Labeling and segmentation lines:
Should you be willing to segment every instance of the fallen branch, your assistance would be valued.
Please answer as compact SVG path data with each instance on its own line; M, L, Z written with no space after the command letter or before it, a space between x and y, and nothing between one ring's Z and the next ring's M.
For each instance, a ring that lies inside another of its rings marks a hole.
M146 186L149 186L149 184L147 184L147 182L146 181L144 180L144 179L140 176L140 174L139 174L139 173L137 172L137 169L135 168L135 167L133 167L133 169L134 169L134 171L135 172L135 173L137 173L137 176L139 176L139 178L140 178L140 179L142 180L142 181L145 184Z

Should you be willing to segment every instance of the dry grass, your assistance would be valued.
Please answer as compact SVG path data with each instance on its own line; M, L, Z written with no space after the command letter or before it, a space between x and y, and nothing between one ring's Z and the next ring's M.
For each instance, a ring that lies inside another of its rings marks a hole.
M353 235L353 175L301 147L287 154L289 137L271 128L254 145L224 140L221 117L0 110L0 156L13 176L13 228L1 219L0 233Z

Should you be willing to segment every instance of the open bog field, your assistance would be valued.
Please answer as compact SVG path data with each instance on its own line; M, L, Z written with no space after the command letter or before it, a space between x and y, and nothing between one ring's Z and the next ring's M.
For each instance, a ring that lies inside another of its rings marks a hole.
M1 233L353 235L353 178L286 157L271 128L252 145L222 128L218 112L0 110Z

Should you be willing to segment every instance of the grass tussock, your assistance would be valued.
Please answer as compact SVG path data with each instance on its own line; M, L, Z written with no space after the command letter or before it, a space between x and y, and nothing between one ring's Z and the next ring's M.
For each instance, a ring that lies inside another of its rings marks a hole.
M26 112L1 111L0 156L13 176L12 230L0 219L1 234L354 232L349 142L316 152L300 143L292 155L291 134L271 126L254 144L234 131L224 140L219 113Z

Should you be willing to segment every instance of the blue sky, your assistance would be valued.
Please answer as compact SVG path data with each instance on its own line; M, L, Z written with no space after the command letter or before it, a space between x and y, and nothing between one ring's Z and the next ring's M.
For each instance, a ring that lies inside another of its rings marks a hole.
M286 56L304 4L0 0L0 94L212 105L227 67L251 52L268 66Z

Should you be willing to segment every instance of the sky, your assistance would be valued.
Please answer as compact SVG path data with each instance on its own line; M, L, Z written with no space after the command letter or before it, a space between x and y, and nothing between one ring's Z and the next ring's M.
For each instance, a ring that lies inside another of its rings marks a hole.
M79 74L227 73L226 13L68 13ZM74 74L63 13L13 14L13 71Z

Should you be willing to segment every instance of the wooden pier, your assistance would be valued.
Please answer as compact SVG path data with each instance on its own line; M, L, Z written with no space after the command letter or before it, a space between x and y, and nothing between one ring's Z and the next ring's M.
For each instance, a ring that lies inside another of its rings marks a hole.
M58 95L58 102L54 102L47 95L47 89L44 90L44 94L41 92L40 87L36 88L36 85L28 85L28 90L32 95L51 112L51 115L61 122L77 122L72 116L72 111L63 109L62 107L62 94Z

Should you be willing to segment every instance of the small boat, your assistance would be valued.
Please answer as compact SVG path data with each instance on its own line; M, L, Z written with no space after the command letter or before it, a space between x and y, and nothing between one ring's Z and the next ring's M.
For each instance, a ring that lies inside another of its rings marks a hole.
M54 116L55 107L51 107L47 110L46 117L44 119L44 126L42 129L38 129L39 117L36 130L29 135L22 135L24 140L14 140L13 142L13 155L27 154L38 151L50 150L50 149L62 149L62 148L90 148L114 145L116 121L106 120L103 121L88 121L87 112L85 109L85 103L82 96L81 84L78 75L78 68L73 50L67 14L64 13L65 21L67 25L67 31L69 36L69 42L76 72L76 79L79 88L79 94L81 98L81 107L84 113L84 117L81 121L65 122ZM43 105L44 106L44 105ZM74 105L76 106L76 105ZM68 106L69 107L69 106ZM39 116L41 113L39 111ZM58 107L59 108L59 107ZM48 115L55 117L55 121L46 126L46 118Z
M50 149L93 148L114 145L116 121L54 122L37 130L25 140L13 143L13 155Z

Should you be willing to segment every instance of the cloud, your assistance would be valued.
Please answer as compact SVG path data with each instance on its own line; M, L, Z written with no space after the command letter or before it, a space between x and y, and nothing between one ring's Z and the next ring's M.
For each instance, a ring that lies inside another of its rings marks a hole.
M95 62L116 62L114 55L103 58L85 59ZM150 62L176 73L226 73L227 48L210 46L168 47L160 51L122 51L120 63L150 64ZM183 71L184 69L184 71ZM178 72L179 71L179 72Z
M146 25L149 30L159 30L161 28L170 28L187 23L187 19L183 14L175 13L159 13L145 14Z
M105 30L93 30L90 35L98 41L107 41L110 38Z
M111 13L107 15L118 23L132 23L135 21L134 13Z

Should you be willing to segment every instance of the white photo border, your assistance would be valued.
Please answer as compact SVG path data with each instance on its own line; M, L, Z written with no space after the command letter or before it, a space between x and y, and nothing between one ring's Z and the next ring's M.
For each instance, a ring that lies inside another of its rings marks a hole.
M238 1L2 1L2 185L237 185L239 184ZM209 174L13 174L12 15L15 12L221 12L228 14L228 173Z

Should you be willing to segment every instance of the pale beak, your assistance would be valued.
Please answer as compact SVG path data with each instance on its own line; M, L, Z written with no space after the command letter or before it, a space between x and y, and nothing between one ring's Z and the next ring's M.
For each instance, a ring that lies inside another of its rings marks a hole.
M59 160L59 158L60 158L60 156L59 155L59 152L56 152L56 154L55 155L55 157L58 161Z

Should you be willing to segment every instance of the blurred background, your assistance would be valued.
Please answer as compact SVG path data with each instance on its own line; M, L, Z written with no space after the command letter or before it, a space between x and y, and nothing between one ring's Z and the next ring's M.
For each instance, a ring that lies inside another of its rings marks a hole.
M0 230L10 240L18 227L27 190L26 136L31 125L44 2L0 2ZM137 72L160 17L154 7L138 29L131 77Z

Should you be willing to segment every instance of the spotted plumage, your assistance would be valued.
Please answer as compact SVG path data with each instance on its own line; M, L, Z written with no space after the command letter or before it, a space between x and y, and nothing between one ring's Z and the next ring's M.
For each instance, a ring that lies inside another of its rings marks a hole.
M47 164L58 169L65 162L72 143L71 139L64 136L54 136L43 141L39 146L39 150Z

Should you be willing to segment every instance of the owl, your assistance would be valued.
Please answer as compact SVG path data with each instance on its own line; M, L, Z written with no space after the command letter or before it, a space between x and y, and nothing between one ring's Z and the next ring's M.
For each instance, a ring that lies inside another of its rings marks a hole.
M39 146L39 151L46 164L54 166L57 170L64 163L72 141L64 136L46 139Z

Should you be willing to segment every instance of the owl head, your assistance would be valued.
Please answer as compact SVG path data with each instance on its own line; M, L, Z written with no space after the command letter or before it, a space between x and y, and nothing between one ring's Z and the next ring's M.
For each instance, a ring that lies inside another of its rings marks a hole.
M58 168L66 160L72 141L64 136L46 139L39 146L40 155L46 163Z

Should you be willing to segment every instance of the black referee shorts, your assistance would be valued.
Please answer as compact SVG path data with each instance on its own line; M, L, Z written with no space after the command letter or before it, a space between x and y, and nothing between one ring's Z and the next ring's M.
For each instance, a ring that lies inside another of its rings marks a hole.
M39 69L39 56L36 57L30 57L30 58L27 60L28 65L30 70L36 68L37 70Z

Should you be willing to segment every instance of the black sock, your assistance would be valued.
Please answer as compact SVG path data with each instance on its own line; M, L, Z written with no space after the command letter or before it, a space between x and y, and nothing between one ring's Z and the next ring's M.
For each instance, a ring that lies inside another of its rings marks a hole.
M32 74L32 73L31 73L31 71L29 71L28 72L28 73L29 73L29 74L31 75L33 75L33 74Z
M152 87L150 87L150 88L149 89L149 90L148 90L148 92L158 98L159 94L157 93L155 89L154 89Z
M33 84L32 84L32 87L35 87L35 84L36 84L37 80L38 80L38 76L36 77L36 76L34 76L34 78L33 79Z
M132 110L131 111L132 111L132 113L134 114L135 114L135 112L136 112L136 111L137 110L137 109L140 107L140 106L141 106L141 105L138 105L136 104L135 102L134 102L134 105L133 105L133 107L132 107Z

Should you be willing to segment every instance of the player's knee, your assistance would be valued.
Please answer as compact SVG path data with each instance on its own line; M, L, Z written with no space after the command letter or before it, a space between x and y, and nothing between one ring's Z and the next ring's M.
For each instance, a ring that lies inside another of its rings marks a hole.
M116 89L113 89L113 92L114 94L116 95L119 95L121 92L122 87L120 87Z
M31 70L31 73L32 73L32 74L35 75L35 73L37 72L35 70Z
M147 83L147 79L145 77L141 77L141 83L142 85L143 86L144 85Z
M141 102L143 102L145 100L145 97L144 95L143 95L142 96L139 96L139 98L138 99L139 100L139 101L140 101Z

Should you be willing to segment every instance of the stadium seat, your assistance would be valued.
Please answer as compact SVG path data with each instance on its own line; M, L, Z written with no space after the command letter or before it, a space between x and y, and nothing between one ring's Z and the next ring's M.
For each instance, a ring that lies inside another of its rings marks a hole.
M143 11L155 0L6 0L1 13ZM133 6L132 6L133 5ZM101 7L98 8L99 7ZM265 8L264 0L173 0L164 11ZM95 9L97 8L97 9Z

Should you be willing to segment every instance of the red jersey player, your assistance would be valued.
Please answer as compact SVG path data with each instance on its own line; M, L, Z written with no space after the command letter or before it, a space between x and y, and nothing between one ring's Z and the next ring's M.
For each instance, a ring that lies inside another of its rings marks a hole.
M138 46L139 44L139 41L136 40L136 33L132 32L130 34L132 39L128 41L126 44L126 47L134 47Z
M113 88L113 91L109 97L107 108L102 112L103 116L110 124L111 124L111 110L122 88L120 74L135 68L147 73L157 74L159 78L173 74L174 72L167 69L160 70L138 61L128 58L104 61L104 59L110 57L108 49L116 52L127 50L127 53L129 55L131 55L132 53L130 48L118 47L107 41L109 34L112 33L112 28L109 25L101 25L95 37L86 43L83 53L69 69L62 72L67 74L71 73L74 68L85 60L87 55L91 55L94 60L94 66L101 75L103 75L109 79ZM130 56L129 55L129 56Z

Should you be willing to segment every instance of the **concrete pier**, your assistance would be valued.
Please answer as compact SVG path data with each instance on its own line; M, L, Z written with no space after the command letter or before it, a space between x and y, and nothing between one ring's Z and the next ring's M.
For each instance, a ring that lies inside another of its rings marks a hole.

— What the exercise asks —
Output the lines from the one containing "black sock, your assistance would be valued." up to and including the one containing "M143 11L155 0L6" as a JSON list of strings, one string per line, with blank lines omitted.

— Task answer —
[
  "Should you be willing to segment every instance of the black sock, your assistance would be valued.",
  "Please answer as compact SVG path data with each instance on its own line; M, L, Z written with no space after the command letter or before it, a space between x and y, and nothing between one ring's Z and the next ring's M.",
  "For each instance, a ring that lies inside another of its rings marks a hole.",
  "M32 74L32 73L31 73L31 71L29 71L28 72L28 73L29 73L29 74L31 75L33 75L33 74Z",
  "M152 87L150 87L150 88L149 89L149 90L148 90L148 92L158 98L159 94L157 93L155 89L154 89Z",
  "M33 84L32 84L32 87L35 87L35 84L36 84L37 80L38 80L38 76L36 77L36 76L34 76L34 78L33 79Z",
  "M132 110L131 111L132 111L132 113L134 114L135 114L135 112L136 112L136 111L137 110L137 109L140 107L140 106L141 106L141 105L138 105L136 104L135 102L134 102L134 105L133 105L133 107L132 107Z",
  "Should you be willing to segment every instance of the player's knee, your assistance would be valued.",
  "Please answer as compact SVG path data with each instance on its own line; M, L, Z written with no space after the command letter or before it, a space between x and y, and nothing between one ring's Z and the next ring's M.",
  "For each instance, a ring that lies inside another of its rings marks a hole.",
  "M116 89L113 89L113 92L114 94L116 95L119 95L121 92L122 87L120 87Z",
  "M31 70L31 73L32 73L32 74L35 75L35 73L37 72L35 70Z",
  "M147 83L147 79L145 77L141 77L141 83L142 85L143 86L144 85Z",
  "M141 102L143 102L145 100L145 97L144 95L143 95L142 96L139 96L139 98L138 99L139 100L139 101L140 101Z",
  "Should you be willing to segment every instance of the stadium seat, your assistance would be valued.",
  "Please answer as compact SVG path data with each instance on its own line; M, L, Z written with no space after the command letter or before it, a space between x and y, and nothing between one ring's Z and the next ring's M.",
  "For each instance, a ring that lies inside another of its rings marks a hole.",
  "M143 11L155 0L6 0L1 13ZM133 6L132 6L133 5ZM101 7L98 8L99 7ZM265 8L264 0L173 0L164 11ZM95 9L97 8L97 9Z"
]